What is needed:
Leaving out the images, reproduce every line of the data that follows exactly.

Image-backed grounding data:

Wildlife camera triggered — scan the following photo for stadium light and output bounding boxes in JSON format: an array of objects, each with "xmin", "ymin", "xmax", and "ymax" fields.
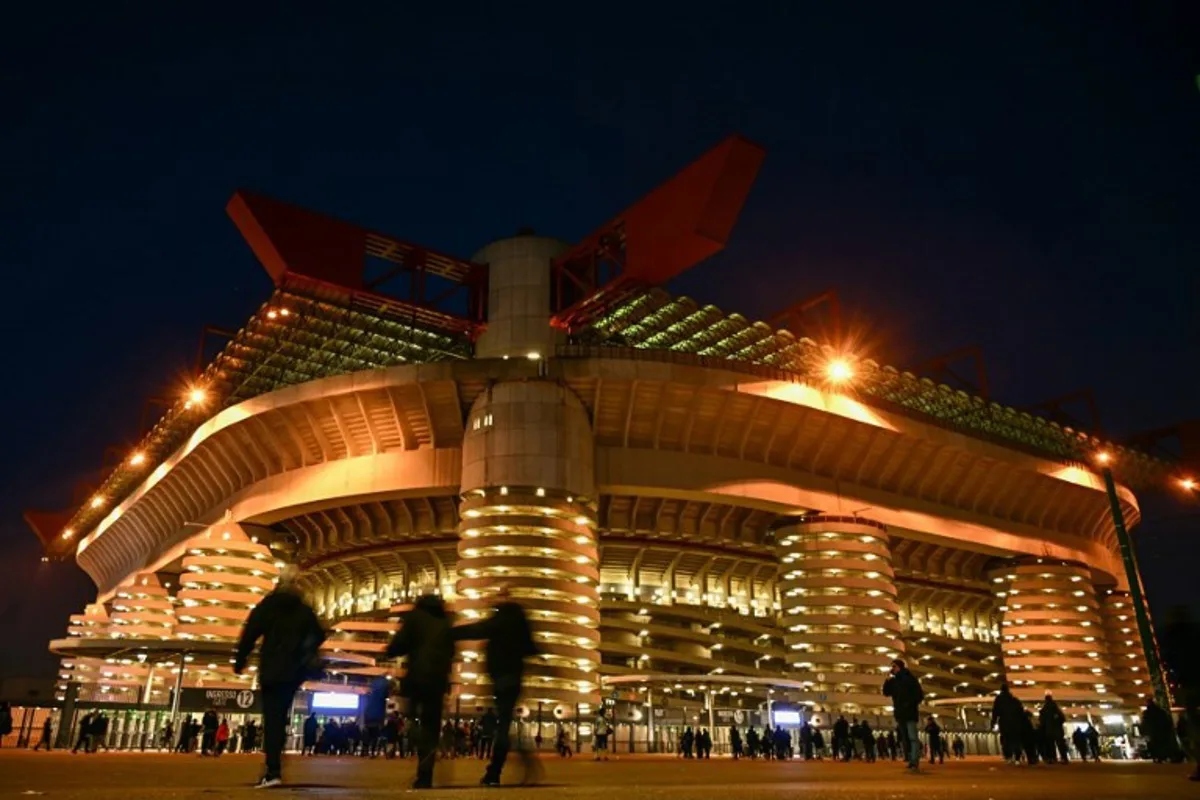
[
  {"xmin": 129, "ymin": 451, "xmax": 146, "ymax": 466},
  {"xmin": 184, "ymin": 387, "xmax": 207, "ymax": 409},
  {"xmin": 1094, "ymin": 450, "xmax": 1112, "ymax": 466},
  {"xmin": 826, "ymin": 358, "xmax": 854, "ymax": 384},
  {"xmin": 89, "ymin": 496, "xmax": 104, "ymax": 510},
  {"xmin": 1180, "ymin": 477, "xmax": 1196, "ymax": 492}
]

Answer box:
Wildlife camera triggered — scan the following photo for stadium light and output bounding boxes in JSON format: an array of objects, each with "xmin", "ymin", "xmax", and "ymax" fields.
[
  {"xmin": 129, "ymin": 451, "xmax": 146, "ymax": 466},
  {"xmin": 184, "ymin": 387, "xmax": 207, "ymax": 409},
  {"xmin": 1094, "ymin": 450, "xmax": 1112, "ymax": 466},
  {"xmin": 826, "ymin": 358, "xmax": 854, "ymax": 384},
  {"xmin": 89, "ymin": 496, "xmax": 104, "ymax": 510},
  {"xmin": 1180, "ymin": 477, "xmax": 1196, "ymax": 492}
]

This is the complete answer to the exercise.